▶ [Data provided]
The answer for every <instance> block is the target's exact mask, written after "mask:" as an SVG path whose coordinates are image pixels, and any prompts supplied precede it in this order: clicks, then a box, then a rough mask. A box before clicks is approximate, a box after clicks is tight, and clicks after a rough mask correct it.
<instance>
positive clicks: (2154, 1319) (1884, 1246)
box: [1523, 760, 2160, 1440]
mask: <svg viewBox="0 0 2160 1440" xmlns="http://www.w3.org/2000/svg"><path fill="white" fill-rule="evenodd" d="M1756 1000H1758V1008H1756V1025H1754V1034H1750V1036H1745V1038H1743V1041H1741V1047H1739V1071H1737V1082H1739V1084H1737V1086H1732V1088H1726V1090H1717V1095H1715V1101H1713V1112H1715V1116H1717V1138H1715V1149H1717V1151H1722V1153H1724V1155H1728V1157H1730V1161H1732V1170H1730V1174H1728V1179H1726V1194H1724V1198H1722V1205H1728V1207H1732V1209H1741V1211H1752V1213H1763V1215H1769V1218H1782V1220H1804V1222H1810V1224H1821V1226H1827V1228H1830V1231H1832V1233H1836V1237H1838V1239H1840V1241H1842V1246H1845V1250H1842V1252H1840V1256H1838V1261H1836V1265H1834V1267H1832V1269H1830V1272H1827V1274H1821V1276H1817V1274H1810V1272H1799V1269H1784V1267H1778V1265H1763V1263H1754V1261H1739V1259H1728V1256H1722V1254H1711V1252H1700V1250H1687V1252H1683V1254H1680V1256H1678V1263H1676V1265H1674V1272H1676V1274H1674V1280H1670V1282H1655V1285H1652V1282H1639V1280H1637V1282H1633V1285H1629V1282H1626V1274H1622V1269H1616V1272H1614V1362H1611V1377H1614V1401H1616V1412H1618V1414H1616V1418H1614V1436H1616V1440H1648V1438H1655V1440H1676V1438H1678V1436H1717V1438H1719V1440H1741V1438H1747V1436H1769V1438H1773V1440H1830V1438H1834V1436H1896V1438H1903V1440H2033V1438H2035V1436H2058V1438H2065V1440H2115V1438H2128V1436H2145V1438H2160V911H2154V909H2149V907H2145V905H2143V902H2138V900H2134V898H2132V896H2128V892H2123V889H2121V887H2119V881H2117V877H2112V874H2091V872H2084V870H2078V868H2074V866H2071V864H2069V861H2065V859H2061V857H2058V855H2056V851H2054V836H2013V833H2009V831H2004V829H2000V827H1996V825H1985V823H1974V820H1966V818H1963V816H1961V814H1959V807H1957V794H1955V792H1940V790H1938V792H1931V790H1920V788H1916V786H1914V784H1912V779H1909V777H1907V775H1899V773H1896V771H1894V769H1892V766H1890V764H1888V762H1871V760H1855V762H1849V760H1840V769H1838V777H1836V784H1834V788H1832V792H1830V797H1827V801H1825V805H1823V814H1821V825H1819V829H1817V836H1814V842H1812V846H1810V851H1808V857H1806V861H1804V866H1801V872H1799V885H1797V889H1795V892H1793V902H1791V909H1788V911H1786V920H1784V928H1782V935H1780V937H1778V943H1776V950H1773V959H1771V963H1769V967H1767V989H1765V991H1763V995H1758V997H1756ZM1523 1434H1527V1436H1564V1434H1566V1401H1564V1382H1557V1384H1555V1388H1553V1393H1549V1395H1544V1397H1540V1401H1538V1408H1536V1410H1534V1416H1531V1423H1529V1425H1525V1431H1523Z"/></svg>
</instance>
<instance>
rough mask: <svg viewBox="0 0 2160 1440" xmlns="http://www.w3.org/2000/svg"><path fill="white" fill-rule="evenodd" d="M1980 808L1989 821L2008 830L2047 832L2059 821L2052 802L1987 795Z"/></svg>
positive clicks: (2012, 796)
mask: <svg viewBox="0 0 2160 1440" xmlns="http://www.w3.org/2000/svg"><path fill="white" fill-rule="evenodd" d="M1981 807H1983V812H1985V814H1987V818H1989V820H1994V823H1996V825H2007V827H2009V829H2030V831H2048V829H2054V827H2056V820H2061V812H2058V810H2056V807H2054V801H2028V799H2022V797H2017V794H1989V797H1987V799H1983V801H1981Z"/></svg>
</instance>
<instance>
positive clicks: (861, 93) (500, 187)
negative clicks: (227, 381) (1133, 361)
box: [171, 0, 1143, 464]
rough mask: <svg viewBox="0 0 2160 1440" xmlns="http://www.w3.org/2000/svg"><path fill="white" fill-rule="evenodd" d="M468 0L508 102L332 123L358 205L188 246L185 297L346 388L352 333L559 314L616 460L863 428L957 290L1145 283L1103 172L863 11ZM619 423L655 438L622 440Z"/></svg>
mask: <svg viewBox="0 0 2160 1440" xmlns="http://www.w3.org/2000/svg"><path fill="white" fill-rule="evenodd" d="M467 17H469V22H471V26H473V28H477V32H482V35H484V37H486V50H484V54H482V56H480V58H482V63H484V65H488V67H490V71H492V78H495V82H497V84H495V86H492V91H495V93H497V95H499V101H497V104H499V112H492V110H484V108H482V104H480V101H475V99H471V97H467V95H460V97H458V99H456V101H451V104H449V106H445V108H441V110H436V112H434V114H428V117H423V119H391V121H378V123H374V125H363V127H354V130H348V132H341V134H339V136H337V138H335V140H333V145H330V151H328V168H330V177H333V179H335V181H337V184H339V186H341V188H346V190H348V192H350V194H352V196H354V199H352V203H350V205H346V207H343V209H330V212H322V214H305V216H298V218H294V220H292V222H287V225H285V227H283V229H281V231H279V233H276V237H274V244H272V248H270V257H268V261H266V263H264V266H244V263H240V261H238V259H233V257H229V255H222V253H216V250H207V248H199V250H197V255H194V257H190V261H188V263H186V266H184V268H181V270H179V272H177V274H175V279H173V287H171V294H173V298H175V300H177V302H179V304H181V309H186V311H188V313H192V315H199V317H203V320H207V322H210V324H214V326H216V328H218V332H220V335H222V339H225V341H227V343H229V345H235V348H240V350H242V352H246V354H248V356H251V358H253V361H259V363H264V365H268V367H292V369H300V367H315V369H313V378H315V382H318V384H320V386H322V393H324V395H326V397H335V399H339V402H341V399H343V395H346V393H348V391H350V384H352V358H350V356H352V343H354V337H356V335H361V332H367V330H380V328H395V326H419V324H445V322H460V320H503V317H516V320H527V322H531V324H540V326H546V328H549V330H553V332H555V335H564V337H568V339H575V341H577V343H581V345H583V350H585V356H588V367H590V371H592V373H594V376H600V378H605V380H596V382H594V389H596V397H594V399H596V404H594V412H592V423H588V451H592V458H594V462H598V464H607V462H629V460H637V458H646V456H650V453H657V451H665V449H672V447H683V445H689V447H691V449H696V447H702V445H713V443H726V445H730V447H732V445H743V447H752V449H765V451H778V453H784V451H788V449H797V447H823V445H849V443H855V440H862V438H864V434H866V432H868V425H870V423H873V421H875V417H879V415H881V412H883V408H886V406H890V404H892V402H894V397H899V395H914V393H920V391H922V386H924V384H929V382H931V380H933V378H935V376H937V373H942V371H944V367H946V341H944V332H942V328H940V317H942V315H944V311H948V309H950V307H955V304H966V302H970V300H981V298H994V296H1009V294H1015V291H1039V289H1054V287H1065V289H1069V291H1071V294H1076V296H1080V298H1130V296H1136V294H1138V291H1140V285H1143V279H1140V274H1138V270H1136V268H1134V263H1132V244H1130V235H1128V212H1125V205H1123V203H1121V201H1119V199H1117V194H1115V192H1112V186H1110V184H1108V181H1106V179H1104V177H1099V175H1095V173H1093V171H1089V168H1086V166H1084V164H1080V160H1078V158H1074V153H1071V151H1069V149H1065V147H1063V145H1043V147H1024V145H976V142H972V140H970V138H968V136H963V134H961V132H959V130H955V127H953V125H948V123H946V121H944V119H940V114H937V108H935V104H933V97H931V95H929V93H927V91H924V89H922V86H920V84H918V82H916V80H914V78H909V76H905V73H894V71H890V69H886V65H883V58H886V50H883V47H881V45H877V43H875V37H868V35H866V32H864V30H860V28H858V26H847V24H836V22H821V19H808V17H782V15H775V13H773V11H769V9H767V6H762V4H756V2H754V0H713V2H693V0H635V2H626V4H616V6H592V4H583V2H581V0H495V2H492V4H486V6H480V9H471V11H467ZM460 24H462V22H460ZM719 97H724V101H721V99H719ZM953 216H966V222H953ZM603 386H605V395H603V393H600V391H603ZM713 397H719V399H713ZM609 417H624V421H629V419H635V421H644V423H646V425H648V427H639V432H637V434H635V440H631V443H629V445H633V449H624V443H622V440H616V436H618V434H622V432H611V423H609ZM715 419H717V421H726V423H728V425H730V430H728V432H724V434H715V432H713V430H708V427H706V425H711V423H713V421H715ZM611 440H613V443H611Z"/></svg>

▶ [Work item] Beginning with the line holding "808L1989 821L2008 830L2047" and ending with the line holding "box: [171, 0, 1143, 464]", write out the stretch of material above exactly; add no further lines.

▶ [Exercise solution]
rough mask: <svg viewBox="0 0 2160 1440" xmlns="http://www.w3.org/2000/svg"><path fill="white" fill-rule="evenodd" d="M1980 808L1989 821L2008 830L2047 832L2059 821L2052 802L1987 795Z"/></svg>
positive clicks: (2012, 796)
mask: <svg viewBox="0 0 2160 1440" xmlns="http://www.w3.org/2000/svg"><path fill="white" fill-rule="evenodd" d="M1981 807H1983V812H1985V814H1987V818H1989V820H1994V823H1996V825H2007V827H2009V829H2030V831H2048V829H2054V827H2056V820H2061V812H2058V810H2056V807H2054V801H2028V799H2022V797H2017V794H1989V797H1987V799H1983V801H1981Z"/></svg>
</instance>
<instance>
positive clicks: (861, 93) (500, 187)
negative clicks: (227, 381) (1133, 361)
box: [171, 0, 1143, 464]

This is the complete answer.